━━ Listing ━━

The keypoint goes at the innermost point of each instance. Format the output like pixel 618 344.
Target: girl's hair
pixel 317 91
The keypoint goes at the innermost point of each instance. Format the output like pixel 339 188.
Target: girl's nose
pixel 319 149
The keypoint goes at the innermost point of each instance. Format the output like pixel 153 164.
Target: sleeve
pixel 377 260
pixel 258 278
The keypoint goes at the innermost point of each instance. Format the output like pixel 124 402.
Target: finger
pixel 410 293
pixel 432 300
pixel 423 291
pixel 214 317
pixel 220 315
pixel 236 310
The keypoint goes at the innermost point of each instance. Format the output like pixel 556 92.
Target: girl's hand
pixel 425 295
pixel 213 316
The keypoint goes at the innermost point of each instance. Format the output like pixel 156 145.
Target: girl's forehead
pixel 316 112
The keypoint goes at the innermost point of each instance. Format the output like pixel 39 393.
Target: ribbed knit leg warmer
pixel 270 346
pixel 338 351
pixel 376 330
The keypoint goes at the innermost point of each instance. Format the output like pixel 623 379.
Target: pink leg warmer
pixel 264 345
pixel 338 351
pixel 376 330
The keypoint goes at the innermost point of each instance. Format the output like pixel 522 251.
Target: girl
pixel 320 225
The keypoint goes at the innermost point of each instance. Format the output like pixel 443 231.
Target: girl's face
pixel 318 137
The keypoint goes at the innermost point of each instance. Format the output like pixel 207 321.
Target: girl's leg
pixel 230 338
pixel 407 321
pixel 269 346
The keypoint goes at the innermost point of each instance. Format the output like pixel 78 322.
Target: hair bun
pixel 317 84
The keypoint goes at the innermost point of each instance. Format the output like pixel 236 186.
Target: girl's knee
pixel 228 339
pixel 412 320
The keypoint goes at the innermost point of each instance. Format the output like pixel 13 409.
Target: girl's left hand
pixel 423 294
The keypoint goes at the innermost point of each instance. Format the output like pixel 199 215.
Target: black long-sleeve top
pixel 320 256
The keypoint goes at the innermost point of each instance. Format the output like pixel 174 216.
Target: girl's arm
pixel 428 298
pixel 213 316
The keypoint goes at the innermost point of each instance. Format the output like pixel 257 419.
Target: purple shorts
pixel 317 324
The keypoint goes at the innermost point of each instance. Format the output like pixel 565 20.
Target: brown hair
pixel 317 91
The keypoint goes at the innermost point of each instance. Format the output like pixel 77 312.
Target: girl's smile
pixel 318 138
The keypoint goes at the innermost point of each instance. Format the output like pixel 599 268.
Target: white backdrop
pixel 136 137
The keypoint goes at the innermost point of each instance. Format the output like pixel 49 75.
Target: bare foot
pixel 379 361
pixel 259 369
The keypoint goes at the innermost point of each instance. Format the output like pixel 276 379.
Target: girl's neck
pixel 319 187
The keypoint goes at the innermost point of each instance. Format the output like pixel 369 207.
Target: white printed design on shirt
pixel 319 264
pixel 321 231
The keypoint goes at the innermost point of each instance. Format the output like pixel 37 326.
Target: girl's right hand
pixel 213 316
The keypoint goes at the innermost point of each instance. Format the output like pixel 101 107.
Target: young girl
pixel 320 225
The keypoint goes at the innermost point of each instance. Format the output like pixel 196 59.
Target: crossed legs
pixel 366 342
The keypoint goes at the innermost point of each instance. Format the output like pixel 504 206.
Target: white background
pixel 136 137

━━━

Could you reproduce all of the material above word for word, with no changes?

The keypoint goes at the innermost point of each instance. Format the output like pixel 618 344.
Target: girl's hair
pixel 317 91
The keypoint goes at the innermost point of each instance. Format the output like pixel 339 188.
Target: girl's nose
pixel 319 149
The keypoint goes at the innermost point of each instance. Format the output like pixel 153 164.
Target: sleeve
pixel 377 260
pixel 258 278
The keypoint goes at the innermost point of each instance. Format the output like pixel 124 402.
Target: finger
pixel 410 293
pixel 432 300
pixel 423 291
pixel 214 317
pixel 220 315
pixel 236 310
The keypoint goes at the innermost point of each instance. Format the output like pixel 556 92.
Target: girl's hand
pixel 425 295
pixel 213 316
The keypoint goes at the innermost point of each instance. Format the output like pixel 156 145.
Target: girl's forehead
pixel 316 112
The keypoint goes at the innermost point of each instance. Format the output like pixel 39 393.
Target: ribbed knit leg warmer
pixel 270 346
pixel 338 351
pixel 376 330
The keypoint goes at the innermost point of each instance. Format the output like pixel 623 379.
Target: pink leg warmer
pixel 264 345
pixel 338 351
pixel 376 330
The keypoint goes at the innermost point of each instance. Format the output like pixel 522 251.
Target: girl
pixel 320 225
The keypoint goes at the innermost point of each instance. Format the output like pixel 443 231.
Target: girl's face
pixel 318 137
The keypoint goes at the innermost point of each instance. Format the output like pixel 207 321.
Target: girl's leg
pixel 230 338
pixel 407 321
pixel 269 346
The keypoint goes at the innermost point of each instance. Format the output like pixel 78 322.
Target: hair bun
pixel 317 84
The keypoint goes at the innermost point of each instance. Format the output like pixel 236 186.
Target: girl's knee
pixel 228 339
pixel 412 320
The keypoint goes at the innermost point of each instance. Format the output like pixel 13 409.
Target: girl's left hand
pixel 423 294
The keypoint goes at the innermost point of each instance. Format the output like pixel 199 215.
Target: black long-sleeve top
pixel 320 256
The keypoint goes at the innermost point of each instance. Format the output like pixel 174 216.
Target: girl's arm
pixel 428 298
pixel 213 316
The keypoint goes at the innermost point of each instance. Format the output like pixel 257 419.
Target: purple shorts
pixel 317 324
The keypoint goes at the innermost point of each instance. Format the output like pixel 565 20.
Target: brown hair
pixel 317 91
The keypoint goes at the innermost point of each instance. Format the output like pixel 77 312.
Target: girl's smile
pixel 318 138
The keypoint goes at the innermost point of each instance. Format the output like pixel 599 268.
Target: white backdrop
pixel 136 137
The keypoint goes at the innermost point of each instance. Format the output like pixel 49 75.
Target: bare foot
pixel 379 361
pixel 259 369
The keypoint goes at the innermost point of each instance. Format the output like pixel 276 379.
Target: girl's neck
pixel 319 187
The keypoint goes at the innermost point of each instance. Format the output like pixel 369 207.
Target: white printed design on shirt
pixel 319 264
pixel 321 231
The keypoint goes at the innermost point of each instance. Format the output like pixel 37 326.
Target: girl's right hand
pixel 213 316
The keypoint goes at the innermost point of each instance. Format the output like pixel 101 107.
Target: young girl
pixel 320 225
The keypoint goes at the innermost point of each instance. Format the output like pixel 196 59.
Target: crossed legs
pixel 366 342
The keypoint goes at the innermost point of each instance. Format the output like pixel 504 206.
Target: white background
pixel 136 137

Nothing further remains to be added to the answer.